§ **TASK BRIEF**
Output each line of the data below as an item in a numbered list, skipping blank lines and leaving out the pictures.

§ **EXERCISE DATA**
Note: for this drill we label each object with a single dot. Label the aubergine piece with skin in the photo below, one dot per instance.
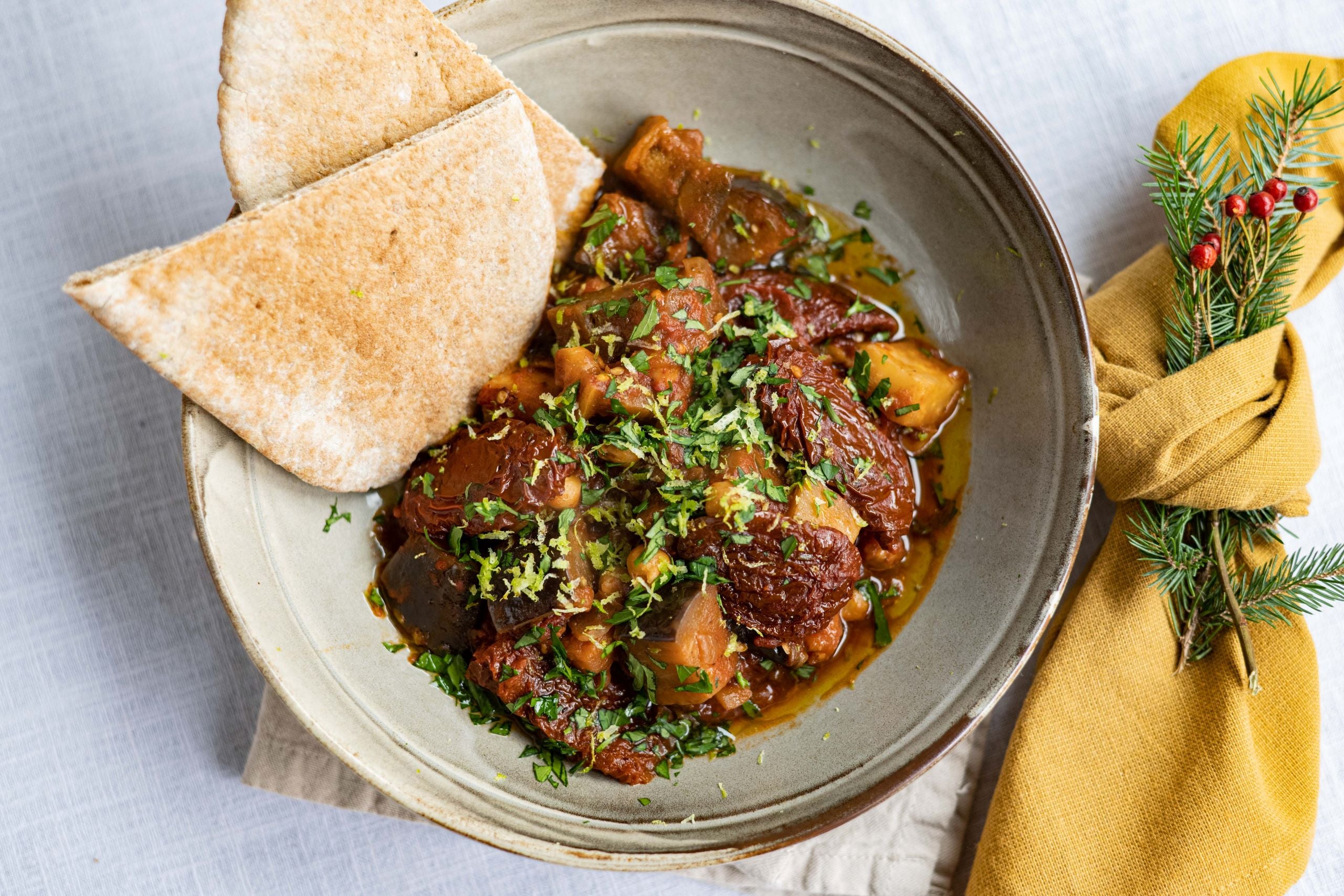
(428, 592)
(617, 321)
(785, 578)
(686, 644)
(629, 226)
(738, 219)
(527, 583)
(811, 413)
(486, 479)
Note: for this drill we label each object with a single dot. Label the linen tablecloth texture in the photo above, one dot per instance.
(1121, 778)
(906, 846)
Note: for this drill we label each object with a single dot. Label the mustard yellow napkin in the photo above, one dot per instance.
(1122, 778)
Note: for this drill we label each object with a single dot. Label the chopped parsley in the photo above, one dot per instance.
(648, 321)
(334, 518)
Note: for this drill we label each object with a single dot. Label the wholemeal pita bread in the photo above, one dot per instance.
(311, 87)
(346, 327)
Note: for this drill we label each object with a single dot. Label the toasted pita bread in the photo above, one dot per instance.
(311, 87)
(346, 327)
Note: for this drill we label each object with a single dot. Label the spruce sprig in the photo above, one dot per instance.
(1196, 558)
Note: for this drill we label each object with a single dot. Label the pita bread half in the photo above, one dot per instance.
(311, 87)
(346, 327)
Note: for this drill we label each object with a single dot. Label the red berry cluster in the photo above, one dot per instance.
(1261, 205)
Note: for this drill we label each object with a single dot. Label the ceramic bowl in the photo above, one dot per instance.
(995, 288)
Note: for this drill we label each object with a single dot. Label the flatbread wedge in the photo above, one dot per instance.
(343, 328)
(311, 87)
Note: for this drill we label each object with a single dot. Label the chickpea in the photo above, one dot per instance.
(857, 609)
(569, 496)
(651, 568)
(824, 644)
(878, 558)
(611, 585)
(723, 499)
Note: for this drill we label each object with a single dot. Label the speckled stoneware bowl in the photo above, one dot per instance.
(995, 288)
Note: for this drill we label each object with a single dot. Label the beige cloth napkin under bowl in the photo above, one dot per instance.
(904, 847)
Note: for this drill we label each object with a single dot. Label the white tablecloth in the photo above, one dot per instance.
(125, 702)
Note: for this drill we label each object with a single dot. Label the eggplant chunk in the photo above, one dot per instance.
(524, 589)
(426, 592)
(686, 642)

§ **OUTPUT FOR THIS EXERCISE**
1. Note: for this drill we label each object with a single dot. Label the aubergine piece with skin in the photo below, one dot per instance.
2. (428, 592)
3. (617, 321)
4. (785, 578)
5. (686, 644)
6. (629, 226)
7. (738, 219)
8. (527, 583)
9. (811, 413)
10. (486, 479)
11. Note: for this drill we label each object with a single dot. Label the linen tablecloth texture in the photo above, one dot per instance.
12. (1121, 778)
13. (906, 846)
14. Note: for this drill we label each object with a single dot. Label the mustard yellow napkin in the photo above, one dot per instance.
15. (1122, 778)
16. Note: for this drill we label each object with a single dot. Label the chopped parsley in the photo above, one dot per instance.
17. (648, 321)
18. (334, 518)
19. Note: for this drill we label each object with a single dot. Label the wholemeal pita bread in the photo above, one dot per instance.
20. (311, 87)
21. (346, 327)
22. Note: for this drill we label each object with a single dot. Label the toasted pita bread in the photo above, one dot per instance.
23. (311, 87)
24. (346, 327)
25. Note: for this drill we label each object with a single dot. Label the spruce sprig in the photo above, one dot per instance.
26. (1196, 558)
27. Note: for this drill we label each object with a single dot. Label the pita bread half in the photo above, one dot per instance.
28. (311, 87)
29. (346, 327)
30. Note: for this drill we label each object with a single dot. Label the red berry cluster in the photo above, one dot per instance.
31. (1261, 205)
32. Note: for this drill we label each object with a single dot. Label the ceramic bowl in the photo above, one dot per instance.
33. (995, 288)
34. Note: for this drill we label each object with a single dot. Label the flatbread wedge in the photo above, one dot per instance.
35. (343, 328)
36. (311, 87)
37. Note: for this drill we label each object with a single dot. Label the chickpea in the photo above, one dot per instance.
38. (857, 609)
39. (569, 496)
40. (651, 568)
41. (824, 644)
42. (878, 558)
43. (611, 585)
44. (723, 499)
45. Note: for this drill we label each object with a single dot. Label the speckled stoneware bowl in the photo above, one dot per instance.
46. (995, 288)
47. Note: for this drill we label each object with a single dot. Label the beige cloth napkin under bowl in the photo above, one dot per instance.
48. (904, 847)
49. Note: for this drill we label each object with a single dot. Label the white tablecloth in the photo above, one dot per instance.
50. (125, 702)
51. Note: for this drill we label each object with a single dot. Label the eggplant chunk in the photo above, one dot per instance.
52. (524, 589)
53. (426, 592)
54. (686, 642)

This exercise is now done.